Instructions for the task:
Which lines below contain the word "image", with case counting? Copy out each one in full.
* * * *
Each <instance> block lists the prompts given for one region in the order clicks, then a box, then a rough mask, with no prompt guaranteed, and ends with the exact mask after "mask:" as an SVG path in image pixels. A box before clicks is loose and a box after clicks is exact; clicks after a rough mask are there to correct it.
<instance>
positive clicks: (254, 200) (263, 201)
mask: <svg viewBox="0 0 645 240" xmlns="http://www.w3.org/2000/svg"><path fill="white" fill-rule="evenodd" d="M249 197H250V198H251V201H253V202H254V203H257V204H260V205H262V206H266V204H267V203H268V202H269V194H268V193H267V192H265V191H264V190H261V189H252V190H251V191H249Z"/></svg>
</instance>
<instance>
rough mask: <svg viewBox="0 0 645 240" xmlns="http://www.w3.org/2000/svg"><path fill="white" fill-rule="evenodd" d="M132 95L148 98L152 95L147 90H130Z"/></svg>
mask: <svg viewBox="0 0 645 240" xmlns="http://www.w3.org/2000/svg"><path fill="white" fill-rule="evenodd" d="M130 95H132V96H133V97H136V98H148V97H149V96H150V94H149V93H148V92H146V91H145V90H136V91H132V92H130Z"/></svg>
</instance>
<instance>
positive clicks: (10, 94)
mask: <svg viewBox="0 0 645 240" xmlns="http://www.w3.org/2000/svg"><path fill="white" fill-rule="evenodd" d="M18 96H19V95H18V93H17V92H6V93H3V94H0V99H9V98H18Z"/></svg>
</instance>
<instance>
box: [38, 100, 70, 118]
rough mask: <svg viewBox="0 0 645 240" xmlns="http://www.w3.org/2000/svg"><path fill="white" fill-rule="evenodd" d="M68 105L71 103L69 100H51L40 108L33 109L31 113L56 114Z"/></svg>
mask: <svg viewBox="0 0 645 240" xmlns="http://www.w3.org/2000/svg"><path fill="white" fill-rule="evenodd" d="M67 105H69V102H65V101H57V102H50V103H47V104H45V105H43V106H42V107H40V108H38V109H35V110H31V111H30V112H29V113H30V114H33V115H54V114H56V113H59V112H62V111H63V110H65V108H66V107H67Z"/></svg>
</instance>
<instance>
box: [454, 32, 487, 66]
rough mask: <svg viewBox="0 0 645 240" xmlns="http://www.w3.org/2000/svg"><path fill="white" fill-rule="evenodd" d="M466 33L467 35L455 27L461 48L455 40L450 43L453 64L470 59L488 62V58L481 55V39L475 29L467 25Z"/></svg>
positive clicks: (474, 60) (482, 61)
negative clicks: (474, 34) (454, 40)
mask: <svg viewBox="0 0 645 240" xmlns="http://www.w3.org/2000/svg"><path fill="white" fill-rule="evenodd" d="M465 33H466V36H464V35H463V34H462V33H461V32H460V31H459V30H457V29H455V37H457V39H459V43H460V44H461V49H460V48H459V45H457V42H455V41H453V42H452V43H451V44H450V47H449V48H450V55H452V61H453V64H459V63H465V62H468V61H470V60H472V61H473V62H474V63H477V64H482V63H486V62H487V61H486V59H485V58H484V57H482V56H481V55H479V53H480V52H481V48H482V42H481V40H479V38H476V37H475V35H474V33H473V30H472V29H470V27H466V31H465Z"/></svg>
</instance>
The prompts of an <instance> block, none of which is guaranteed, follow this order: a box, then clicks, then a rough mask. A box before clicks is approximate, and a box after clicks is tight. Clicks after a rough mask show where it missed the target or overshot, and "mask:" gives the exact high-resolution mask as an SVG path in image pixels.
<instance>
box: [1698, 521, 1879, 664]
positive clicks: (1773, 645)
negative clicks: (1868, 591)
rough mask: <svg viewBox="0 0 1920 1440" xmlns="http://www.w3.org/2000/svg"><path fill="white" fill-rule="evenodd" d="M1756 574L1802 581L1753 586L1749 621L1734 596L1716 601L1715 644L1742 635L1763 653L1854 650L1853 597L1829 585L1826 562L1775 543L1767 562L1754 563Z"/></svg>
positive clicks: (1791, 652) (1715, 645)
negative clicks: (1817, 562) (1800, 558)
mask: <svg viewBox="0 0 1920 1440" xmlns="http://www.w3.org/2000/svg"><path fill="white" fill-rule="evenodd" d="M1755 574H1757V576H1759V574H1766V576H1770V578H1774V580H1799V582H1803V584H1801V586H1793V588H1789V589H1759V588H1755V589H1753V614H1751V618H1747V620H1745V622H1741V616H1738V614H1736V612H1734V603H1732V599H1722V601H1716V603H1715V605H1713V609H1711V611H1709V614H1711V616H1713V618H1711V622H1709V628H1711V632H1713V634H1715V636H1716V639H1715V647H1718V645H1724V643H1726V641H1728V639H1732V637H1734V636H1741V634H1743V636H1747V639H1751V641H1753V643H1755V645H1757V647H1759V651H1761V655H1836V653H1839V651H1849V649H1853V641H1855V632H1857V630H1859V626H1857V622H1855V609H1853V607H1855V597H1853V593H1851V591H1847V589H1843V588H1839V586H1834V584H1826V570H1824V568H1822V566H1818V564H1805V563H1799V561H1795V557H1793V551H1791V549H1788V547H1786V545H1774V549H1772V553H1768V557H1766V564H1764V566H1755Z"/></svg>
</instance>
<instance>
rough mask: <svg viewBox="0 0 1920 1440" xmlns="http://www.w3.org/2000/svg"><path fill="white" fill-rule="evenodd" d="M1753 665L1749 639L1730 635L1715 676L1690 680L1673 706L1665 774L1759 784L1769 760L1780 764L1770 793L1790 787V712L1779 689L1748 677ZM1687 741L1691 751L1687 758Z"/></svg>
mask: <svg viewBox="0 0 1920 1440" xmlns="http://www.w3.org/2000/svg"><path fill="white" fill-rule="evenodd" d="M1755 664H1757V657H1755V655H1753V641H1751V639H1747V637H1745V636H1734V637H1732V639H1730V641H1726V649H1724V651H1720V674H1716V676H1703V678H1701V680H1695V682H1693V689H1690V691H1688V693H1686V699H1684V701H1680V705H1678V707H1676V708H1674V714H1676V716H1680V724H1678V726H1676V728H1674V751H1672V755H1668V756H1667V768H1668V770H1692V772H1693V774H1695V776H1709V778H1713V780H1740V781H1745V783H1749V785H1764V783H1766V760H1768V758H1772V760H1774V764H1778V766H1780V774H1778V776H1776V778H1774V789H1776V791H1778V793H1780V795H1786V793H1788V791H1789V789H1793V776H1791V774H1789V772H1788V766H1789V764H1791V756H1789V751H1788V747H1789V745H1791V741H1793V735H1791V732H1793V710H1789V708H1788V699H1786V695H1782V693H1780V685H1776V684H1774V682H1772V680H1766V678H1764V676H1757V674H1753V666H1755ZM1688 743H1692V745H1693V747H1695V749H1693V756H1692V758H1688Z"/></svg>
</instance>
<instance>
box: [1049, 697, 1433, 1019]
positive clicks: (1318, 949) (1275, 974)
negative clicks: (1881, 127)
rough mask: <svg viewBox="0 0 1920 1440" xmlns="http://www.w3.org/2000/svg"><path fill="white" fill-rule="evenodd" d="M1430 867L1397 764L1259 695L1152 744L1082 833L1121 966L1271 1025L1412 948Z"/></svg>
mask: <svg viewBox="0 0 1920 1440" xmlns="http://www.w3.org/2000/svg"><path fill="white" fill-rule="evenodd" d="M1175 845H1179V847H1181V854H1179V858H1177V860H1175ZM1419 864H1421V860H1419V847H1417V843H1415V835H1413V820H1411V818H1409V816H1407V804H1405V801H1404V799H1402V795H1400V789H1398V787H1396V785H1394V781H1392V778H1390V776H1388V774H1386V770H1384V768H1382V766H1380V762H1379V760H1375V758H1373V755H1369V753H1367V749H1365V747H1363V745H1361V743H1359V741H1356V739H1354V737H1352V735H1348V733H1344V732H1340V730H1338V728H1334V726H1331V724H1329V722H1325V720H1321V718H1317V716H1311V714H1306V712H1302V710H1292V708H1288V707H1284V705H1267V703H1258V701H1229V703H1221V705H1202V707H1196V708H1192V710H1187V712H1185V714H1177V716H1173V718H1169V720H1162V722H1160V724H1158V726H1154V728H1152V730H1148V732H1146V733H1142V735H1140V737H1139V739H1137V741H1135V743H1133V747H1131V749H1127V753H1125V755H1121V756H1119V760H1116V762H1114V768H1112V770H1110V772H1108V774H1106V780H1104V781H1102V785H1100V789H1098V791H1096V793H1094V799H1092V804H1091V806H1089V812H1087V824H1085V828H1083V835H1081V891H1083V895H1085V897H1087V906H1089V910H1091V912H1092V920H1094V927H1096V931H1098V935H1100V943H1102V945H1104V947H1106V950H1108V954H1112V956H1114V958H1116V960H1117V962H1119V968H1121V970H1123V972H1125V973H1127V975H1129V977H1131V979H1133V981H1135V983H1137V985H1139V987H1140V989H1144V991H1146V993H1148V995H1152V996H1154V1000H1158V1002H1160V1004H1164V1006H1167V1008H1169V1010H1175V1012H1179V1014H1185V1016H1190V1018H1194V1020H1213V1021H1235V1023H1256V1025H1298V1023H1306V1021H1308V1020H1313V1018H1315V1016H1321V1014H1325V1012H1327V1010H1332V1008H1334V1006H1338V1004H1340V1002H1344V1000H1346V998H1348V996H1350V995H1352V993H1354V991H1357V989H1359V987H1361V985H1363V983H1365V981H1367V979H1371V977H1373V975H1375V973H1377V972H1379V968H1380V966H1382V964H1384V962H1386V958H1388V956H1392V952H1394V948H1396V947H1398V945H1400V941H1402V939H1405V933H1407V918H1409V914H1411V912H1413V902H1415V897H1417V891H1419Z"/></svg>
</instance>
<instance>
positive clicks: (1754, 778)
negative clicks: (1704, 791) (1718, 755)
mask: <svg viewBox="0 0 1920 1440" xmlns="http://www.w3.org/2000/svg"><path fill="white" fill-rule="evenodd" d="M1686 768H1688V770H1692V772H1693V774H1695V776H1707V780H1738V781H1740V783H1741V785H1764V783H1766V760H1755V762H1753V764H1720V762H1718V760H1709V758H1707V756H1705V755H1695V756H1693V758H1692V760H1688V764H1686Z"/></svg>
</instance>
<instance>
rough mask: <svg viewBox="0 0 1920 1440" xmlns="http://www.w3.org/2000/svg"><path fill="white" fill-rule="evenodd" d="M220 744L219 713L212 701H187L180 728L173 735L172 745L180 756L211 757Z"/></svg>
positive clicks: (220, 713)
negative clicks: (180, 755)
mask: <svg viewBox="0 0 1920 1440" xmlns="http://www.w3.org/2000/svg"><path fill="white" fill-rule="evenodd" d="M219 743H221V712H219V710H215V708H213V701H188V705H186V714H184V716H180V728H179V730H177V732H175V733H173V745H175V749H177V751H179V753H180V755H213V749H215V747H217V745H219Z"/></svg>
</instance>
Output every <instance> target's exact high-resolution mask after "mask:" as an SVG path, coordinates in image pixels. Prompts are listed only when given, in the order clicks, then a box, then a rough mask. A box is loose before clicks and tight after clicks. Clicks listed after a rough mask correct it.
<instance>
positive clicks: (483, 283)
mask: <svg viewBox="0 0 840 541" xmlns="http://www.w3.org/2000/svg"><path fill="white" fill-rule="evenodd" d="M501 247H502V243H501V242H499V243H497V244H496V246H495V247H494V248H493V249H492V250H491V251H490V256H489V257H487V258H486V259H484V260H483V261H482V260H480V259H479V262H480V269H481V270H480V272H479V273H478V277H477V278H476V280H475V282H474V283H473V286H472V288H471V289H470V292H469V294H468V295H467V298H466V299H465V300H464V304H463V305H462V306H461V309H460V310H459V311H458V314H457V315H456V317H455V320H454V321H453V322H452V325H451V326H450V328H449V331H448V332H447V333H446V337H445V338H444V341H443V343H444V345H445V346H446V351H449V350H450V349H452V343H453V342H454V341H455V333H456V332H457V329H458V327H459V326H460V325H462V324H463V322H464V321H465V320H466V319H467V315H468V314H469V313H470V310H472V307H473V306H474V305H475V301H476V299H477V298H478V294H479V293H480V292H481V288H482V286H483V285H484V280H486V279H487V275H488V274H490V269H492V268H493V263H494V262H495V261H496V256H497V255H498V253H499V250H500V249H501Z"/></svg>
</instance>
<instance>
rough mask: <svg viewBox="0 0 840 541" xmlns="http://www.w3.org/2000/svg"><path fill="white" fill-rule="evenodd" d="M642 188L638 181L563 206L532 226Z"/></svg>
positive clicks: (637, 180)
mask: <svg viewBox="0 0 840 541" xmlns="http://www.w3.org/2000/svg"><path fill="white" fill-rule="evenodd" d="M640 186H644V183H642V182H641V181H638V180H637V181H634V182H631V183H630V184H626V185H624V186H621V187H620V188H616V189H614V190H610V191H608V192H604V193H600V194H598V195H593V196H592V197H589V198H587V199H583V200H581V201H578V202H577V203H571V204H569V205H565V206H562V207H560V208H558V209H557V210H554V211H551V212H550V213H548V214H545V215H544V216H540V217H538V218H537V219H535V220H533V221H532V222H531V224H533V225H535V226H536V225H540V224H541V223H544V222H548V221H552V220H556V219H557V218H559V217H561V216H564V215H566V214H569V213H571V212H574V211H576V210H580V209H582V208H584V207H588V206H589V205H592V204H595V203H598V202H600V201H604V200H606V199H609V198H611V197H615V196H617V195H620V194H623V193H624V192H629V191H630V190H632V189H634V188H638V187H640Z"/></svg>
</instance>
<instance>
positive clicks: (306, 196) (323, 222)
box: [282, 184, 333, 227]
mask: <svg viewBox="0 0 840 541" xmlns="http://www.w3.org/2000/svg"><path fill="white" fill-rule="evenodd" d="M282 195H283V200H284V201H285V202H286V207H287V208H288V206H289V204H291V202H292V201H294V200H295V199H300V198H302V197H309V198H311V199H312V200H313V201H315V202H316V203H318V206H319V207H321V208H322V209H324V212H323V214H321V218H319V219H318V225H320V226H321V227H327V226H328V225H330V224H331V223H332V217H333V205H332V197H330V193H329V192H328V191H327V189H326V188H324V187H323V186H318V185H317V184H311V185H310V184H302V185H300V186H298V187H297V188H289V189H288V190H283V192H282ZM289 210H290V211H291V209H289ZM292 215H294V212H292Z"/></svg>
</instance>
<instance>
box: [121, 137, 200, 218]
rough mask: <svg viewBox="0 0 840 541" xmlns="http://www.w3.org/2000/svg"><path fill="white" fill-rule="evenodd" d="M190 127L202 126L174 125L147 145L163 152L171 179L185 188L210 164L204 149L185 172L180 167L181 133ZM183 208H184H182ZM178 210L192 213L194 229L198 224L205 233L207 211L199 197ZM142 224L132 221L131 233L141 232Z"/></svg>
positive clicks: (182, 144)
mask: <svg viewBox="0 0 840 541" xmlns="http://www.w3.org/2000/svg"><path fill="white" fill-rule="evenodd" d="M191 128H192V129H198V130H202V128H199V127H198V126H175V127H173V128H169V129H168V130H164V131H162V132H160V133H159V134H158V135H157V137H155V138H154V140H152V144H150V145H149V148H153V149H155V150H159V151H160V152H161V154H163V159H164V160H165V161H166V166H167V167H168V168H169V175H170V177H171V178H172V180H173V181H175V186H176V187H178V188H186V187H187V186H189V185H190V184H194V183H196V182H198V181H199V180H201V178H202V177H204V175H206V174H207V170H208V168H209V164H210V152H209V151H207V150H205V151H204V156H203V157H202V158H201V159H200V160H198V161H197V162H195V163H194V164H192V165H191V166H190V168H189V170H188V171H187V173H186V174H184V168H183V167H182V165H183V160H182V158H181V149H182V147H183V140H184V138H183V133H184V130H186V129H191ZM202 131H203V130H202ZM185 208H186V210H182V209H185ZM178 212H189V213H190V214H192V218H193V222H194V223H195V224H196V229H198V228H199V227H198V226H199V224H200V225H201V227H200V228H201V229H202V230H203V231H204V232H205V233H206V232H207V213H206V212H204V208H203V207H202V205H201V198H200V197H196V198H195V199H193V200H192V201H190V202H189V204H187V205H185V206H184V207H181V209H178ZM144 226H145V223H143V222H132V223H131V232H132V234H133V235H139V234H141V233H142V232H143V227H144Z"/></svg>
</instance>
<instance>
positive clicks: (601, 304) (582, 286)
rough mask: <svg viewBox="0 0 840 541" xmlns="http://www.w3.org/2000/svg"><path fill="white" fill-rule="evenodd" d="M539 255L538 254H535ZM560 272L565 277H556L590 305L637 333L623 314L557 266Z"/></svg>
* * * *
Output for this exercise:
Each <instance> block lists the prompts given for one region in the order clicks, then a box, then a rough mask, with no prompt guaranteed, and ends with the exact mask after "mask:" as an SVG path in image pixels. A box before clicks is loose and a box after clicks is exact; clicks after a rough mask are there to correct it.
The prompts of an <instance> block, none of which is guaranteed, follow this order: a box, then clicks, then a rough mask. A box before clicks is approximate, and a box after clicks is tight. Clicks after a rough mask show where it missed the target or overshot, and "mask:" gives the exact high-resolution mask as an SVG path in image pixels.
Output every <instance> target's exact high-resolution mask after "mask:" as an SVG path, coordinates in image pixels. Prompts are listed only when given, in the order clicks, then a box, then a rough mask. A box is loose before clicks and tight after clicks. Clicks listed after a rough mask correct it.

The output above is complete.